__TEXT PASSAGE__:
»»
Silo Finance & B.Protocol Partnership

Tl:dr

B.Protocol is excited to offer Silo Finance its novel SmartLTV monitoring system to track Silo Finance markets’ risk levels to reinforce transparency and enable a data-driven decision-making process for users.

The monitor would track the risk levels of each market on Silo Finance and present risk level historical data next to the main risk parameters of each market such as its LTV, current supply, asset volatility, and DEX liquidity.

SmartLTV Formula Recap

Loan-To-Value (LTV) is a pivotal concept in maintaining the equilibrium between risk and accessibility. It’s a measure that ensures that lending platforms can provide loans securely without taking undue risk that might result in the accumulation of bad debt.

B.Protocol introduced the SmartLTV formula — a smart contract that calculates LTV ratios based on objective measurable quantitative risk-related data feeds and a subjective risk appetite, minimizing the human factor in the process.

The risk appetite is determined by the Risk Level Factor (r), a single value that aims to represent a desirable safety margin by accounting for potential deviations from previously observed stats to anticipated values in black swan events. For instance, it considers scenarios where volatility could be three times higher than what was previously recorded.
««
__DIRECTIVES__:
A. Answer these questions from the partnership text:
(i) Which main risk parameters does the monitor show beside the risk level historical data?
(ii) What does the text say the SmartLTV formula is?
(iii) Which single value determines the risk appetite?
B. Please reproduce the stretch of the partnership text from "SmartLTV Formula Recap" through "was previously recorded.".

[Stored dataset items]
»»
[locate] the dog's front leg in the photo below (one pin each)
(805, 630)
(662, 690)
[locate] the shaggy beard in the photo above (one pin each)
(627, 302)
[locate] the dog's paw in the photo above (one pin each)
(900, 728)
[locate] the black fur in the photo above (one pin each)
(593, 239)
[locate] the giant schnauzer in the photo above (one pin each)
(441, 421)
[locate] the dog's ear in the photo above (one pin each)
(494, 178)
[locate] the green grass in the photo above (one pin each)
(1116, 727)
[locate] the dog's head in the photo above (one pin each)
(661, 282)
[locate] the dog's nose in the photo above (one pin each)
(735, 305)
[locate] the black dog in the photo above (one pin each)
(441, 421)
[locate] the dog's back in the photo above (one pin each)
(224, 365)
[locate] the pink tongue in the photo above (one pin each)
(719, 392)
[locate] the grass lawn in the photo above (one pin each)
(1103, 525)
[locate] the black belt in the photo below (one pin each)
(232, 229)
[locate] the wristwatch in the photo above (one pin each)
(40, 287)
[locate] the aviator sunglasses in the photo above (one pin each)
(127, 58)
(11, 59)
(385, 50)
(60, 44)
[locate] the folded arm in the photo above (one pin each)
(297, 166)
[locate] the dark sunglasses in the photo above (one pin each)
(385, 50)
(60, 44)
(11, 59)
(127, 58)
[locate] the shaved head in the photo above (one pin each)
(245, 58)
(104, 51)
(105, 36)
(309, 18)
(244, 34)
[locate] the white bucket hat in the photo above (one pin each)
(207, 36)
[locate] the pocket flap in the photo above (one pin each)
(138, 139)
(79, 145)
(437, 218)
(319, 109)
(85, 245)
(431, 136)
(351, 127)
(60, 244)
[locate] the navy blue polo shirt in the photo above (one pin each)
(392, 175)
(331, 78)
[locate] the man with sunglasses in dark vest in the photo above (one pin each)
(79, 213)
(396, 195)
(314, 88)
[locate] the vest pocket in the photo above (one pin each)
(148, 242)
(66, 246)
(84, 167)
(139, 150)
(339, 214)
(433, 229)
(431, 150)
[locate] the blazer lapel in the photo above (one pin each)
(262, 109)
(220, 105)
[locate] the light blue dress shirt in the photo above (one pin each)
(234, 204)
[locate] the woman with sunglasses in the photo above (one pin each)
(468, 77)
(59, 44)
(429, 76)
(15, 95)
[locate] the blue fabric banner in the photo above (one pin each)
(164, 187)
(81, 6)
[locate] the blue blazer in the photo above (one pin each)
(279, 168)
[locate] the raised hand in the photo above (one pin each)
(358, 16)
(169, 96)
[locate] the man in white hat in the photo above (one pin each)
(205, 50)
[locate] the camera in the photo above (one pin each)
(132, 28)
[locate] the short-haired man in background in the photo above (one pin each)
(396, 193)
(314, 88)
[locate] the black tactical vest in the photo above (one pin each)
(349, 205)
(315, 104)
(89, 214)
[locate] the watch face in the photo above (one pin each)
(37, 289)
««
__THE SOLUTIONS__:
A.
(i) LTV, current supply, asset volatility, and DEX liquidity.
(ii) A smart contract that calculates LTV ratios based on objective measurable quantitative risk-related data feeds and a subjective risk appetite.
(iii) The Risk Level Factor (r).

B.
SmartLTV Formula Recap

Loan-To-Value (LTV) is a pivotal concept in maintaining the equilibrium between risk and accessibility. It’s a measure that ensures that lending platforms can provide loans securely without taking undue risk that might result in the accumulation of bad debt.

B.Protocol introduced the SmartLTV formula — a smart contract that calculates LTV ratios based on objective measurable quantitative risk-related data feeds and a subjective risk appetite, minimizing the human factor in the process.

The risk appetite is determined by the Risk Level Factor (r), a single value that aims to represent a desirable safety margin by accounting for potential deviations from previously observed stats to anticipated values in black swan events. For instance, it considers scenarios where volatility could be three times higher than what was previously recorded.